→ **Document section**

+++++

In a recent ruling, Mr. Justice Robert Smith was asked to order that three plaintiffs in a personal injury action be examined for discovery in the absence of each other. The case is Heasley v. Labelle, 2013 ONSC 2601 (CanLII). One of three plaintiffs had been injured when struck by a school bus and the other two were her daughter and granddaughter, who were advancing FLA claims.

The defence argued that there were issues of credibility such that it was in “the interests of justice” that the plaintiffs be questioned separately. The plaintiffs responded that they wished to be present at their examinations, to support one another.

Justice Smith dismissed the motion. He relied primarily on a decision of the Court of Appeal in Liu Estate v. Chau 2004 CanLII 8234 (ON CA), (2004), 69 O.R. (3d) 756 (Ont. C.A.), which had dealt with the exclusion of a party during some of the testimony given at trial. That case emphasized the right of a party to be present during examinations for discovery.

His Honour also considered a rather old B.C. Court of Appeal decision, Sissons v. Olson, [1951] B.C.J. No. 77 (C.A.), which had held that the onus on the party seeking to exclude another party from an examination for discovery is lower than it would be at trial. Although that case has been followed in Ontario, Justice Smith found that he was bound to follow Liu Estate rather than the Sissons line of cases. He stated the rule this way:

To summarize, each co‑party has an inherent and fundamental right to be present at all parts of the litigation process, including discovery and at trial. A co‑party will only be excluded if the moving party shows there is sufficient evidence to demonstrate a real risk of tailoring, parroting, intimidation, disturbance of the proceeding, or where the ends of justice require exclusion. The onus on the moving party is to present sufficient evidence of the above factors to overcome a co‑party’s fundamental right to be present at all parts of the litigation process. The nature of the relationship between the co‑parties by itself is not enough to constitute cause for exclusion.

+++++

→ **Objectives**
- 1) Answer these about the Heasley v. Labelle ruling summary:
(a) What struck the plaintiff who was injured?
(b) What reason did the plaintiffs give for wanting to be present at their examinations?
(c) Which court decided Sissons v. Olson?
- 2) Write out the part of the Heasley v. Labelle ruling summary starting at "The defence argued" and ending at "support one another.".
- 3) Write what comes next in the Heasley v. Labelle ruling summary, picking up after its last sentence.

→ **Data excerpts**
+++++

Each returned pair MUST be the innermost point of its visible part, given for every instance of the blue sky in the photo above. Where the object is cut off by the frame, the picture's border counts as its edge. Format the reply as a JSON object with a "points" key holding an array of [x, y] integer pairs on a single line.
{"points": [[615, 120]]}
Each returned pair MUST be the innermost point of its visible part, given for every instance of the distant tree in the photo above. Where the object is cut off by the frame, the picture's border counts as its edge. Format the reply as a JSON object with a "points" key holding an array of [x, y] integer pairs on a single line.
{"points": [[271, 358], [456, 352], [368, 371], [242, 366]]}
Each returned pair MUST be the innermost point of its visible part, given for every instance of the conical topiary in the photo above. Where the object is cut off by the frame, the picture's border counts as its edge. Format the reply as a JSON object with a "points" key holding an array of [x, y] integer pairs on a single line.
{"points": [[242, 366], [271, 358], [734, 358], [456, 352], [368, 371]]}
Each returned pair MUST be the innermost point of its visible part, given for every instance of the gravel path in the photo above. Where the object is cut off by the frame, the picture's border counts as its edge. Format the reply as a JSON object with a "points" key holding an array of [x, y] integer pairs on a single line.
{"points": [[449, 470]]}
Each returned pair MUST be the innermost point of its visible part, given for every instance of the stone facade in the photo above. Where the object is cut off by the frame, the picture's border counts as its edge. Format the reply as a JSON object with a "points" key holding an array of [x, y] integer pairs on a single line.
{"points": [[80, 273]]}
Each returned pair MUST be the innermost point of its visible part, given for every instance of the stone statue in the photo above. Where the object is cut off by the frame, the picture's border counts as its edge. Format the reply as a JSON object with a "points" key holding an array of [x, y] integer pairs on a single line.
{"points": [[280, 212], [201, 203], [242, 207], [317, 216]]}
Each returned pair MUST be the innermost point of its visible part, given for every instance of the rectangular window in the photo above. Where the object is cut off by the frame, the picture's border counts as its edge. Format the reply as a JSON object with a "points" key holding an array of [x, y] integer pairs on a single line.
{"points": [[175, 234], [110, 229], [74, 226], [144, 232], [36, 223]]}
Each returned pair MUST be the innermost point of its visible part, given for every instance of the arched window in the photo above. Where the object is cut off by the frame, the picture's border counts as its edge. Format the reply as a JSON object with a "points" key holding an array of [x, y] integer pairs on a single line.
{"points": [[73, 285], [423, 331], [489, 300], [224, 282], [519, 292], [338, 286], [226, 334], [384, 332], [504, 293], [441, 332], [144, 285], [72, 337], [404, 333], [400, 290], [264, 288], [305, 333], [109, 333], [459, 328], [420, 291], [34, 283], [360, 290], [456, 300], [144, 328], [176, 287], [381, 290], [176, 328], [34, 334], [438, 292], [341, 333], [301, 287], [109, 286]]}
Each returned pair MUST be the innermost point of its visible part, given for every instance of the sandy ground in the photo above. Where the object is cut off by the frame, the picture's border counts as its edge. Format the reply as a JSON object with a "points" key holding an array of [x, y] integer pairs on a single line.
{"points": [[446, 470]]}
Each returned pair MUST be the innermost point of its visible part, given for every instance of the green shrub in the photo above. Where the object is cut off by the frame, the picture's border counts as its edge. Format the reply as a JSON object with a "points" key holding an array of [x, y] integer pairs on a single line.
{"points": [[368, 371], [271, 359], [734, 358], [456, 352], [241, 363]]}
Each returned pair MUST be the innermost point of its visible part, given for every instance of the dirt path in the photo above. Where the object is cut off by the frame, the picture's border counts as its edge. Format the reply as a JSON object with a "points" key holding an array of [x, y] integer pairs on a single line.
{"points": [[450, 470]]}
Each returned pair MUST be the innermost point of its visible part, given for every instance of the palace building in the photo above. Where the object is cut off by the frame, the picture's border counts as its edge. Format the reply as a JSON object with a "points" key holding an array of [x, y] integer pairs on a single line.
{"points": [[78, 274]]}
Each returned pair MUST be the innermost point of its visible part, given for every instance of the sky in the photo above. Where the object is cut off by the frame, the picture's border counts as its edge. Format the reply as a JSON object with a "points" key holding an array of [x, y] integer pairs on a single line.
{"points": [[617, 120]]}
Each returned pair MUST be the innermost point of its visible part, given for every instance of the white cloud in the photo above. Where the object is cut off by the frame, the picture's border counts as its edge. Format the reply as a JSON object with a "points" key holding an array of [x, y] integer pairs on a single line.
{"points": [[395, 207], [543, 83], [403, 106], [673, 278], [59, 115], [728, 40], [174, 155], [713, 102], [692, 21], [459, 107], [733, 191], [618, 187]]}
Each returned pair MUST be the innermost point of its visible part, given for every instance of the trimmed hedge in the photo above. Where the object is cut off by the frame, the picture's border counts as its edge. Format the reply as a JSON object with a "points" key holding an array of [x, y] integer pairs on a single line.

+++++

→ **Results by task**
- 1)
(a) A school bus.
(b) They wanted to support one another.
(c) The B.C. Court of Appeal.

- 2)
The defence argued that there were issues of credibility such that it was in “the interests of justice” that the plaintiffs be questioned separately. The plaintiffs responded that they wished to be present at their examinations, to support one another.

- 3)
In contrast, a different approach was taken by Master Joan Haberman in a case that Jill Alexander sent to me recently: DiMartile et al. v. GMCL, 2012 ONSC 3149 (CanLII). That decision was rendered about a year ago. It was an employment case, in which each of four plaintiffs was suing GMCL as a result of changes having been made to their pension plans. As the Master noted, a central part of the case was the allegation that misrepresentations had been made to the plaintiffs and relied upon by them, to their detriment. She said, “it will be critical to get a clear picture of what it is each understood, and how and why each relied on these representations to their detriment.”

The Master referred to the B.C. Sissons case (supra) and said that it “has been followed repeatedly by Ontario courts, even in cases that do not involve co-parties and is often referred to as the leading case in favour of the less stringent approach to motions of this kind.”

She also explored why an examining counsel might want to examine separately opposing parties who are aligned in interest:

[60] There is an art to putting together questions for an effective examination for discovery and for setting the right tone at each stage of this event. Depending on the nature of the case, examining counsel may want to start off gently, gaining the party’s trust and making him comfortable enough to speak easily and openly. As more contentious issues arise, the tone may change and become more confrontational. This is all a matter of strategy and works best when the party being examined does not see what is coming next.

[61] Similarly, the line of questions may be designed to elicit a series of responses, each of which, in isolation, may appear to be benign. When the answers are gathered together, however, and wrapped up as the factual foundation for the final few questions on which the case may turn, the element of surprise may be critical, all the more so when credibility is in issue. This is not trickery – it is legitimate strategy designed to lead to an accurate and honest series of responses.

[62] Allowing co-parties to sit in on the discovery of one another interferes with this process. After the first plaintiff has been examined, the others will know:

• The precise questions that will be asked of them;

• The order in which the questions will likely be asked;

• How they will be asked – counsel’s approach, either to gain their trust or throw them off their pace;

• Where the first plaintiff may have gotten caught, so that the response can be modified in order to avoid the same pitfall;

• What admissions are being sought, thereby providing time to figure out how to avoid making them; and

• How various responses may be challenged.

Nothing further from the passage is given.